> [EXERCISE DIRECTIONS]:
Reproduce the items verbatim from their beginning through the line that contains "M 305 160 L".

> [Region segmentation data]:

* * *

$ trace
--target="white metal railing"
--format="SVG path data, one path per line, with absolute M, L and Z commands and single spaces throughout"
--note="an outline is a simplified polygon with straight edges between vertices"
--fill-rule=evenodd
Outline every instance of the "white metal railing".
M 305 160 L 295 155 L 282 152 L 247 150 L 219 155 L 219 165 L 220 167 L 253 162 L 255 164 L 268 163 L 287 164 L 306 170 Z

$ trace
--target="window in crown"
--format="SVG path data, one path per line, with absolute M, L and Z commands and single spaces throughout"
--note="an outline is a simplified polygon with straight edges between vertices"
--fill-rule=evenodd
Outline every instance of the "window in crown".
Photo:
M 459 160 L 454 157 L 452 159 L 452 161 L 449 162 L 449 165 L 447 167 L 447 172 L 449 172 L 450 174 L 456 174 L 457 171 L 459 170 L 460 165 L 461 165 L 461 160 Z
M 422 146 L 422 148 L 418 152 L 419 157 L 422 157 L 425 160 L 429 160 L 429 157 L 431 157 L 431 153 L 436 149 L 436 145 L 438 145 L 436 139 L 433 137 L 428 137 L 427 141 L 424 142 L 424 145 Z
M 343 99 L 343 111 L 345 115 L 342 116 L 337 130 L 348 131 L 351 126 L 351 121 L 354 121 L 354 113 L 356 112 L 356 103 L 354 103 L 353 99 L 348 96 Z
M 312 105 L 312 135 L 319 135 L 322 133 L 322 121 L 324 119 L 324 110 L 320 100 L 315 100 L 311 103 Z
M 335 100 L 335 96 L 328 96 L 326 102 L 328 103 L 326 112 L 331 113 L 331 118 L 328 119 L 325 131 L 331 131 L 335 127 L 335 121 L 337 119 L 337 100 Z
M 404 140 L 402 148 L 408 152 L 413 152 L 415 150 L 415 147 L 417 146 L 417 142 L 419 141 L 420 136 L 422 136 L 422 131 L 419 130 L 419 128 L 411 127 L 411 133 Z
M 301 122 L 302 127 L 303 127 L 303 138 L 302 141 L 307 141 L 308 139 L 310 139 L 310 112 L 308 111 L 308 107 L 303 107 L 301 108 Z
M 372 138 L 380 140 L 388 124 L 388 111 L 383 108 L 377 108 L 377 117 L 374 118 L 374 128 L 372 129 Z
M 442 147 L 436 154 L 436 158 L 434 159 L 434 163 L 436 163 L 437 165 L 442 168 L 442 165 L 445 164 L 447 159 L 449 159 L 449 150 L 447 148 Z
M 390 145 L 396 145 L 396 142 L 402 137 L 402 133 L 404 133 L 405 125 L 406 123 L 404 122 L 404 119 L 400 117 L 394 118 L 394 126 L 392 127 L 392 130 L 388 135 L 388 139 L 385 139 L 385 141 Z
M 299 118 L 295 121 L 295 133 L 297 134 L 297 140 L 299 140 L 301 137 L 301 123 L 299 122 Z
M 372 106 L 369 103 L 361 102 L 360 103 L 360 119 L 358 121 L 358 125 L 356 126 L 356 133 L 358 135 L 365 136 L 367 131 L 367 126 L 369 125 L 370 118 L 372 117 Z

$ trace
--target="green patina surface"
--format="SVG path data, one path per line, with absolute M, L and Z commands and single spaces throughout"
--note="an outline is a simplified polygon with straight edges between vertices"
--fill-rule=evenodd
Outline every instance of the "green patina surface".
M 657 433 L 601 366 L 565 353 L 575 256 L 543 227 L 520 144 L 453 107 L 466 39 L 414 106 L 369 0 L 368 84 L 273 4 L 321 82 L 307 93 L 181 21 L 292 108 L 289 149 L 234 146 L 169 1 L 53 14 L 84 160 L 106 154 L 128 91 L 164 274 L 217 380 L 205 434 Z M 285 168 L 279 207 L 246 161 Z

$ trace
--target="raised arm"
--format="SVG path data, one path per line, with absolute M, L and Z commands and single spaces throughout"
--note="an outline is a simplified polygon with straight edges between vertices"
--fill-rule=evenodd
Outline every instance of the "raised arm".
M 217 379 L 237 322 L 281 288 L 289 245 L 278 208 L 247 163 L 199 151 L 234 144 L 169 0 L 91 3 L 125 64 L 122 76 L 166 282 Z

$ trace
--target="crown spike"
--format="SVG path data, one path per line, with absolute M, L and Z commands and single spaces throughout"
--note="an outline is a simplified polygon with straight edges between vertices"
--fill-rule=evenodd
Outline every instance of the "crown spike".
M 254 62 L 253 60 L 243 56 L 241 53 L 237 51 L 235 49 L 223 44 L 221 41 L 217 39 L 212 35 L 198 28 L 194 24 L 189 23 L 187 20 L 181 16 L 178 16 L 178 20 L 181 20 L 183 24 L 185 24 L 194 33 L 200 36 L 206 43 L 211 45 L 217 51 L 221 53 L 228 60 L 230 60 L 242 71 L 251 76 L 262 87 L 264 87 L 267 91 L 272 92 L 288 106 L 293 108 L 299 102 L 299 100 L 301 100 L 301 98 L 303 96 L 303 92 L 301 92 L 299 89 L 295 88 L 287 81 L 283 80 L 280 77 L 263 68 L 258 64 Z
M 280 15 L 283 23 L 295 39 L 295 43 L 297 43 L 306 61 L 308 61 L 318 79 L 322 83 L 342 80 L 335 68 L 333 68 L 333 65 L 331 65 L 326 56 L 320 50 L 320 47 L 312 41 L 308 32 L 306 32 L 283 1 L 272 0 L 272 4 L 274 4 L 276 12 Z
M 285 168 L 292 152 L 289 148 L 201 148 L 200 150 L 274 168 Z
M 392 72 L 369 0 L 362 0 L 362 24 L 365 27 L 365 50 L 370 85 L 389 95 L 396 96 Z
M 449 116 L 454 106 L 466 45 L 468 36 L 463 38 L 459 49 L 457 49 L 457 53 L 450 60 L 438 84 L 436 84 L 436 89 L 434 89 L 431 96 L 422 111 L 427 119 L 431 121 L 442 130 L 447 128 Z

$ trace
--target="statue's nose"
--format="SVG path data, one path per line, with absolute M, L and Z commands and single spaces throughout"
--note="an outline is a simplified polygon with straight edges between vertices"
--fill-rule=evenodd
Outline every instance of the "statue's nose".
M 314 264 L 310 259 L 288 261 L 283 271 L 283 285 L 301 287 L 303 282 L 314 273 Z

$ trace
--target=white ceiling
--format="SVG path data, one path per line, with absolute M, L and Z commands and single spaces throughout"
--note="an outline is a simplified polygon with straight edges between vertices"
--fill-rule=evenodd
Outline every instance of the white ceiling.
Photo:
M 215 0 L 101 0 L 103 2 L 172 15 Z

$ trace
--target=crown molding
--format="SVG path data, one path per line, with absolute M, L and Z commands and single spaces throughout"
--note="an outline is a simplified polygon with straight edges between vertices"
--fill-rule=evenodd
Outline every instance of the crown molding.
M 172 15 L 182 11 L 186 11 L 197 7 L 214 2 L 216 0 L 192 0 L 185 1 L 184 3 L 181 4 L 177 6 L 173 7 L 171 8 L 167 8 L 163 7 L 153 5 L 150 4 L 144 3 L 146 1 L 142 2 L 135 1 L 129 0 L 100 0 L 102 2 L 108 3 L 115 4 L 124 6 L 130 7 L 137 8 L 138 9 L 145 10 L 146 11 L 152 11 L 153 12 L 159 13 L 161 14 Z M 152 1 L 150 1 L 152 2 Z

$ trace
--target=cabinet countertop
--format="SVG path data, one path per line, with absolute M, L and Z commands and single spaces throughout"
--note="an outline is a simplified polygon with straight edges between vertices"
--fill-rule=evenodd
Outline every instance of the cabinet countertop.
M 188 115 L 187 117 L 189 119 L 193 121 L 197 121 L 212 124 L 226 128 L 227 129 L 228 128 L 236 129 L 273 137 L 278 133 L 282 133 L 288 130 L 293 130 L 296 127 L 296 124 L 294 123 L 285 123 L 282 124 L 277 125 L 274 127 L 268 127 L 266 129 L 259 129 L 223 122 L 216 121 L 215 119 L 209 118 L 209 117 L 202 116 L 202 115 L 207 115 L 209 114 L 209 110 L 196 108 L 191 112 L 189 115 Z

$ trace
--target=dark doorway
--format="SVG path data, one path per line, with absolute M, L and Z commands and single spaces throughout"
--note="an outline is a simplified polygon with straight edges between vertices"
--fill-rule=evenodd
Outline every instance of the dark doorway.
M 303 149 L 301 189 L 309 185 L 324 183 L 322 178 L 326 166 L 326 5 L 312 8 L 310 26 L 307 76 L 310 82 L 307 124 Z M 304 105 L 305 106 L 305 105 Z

* * *

> [RESPONSE]:
$ trace
--target="white metal railing"
--format="SVG path data, one path per line, with absolute M, L and Z commands and single spaces throughout"
--note="an outline is a simplified polygon with straight edges between vertices"
--fill-rule=evenodd
Outline every instance of the "white metal railing".
M 305 160 L 295 155 L 282 152 L 247 150 L 219 155 L 219 165 L 220 167 L 253 162 L 255 164 L 268 163 L 287 164 L 306 170 Z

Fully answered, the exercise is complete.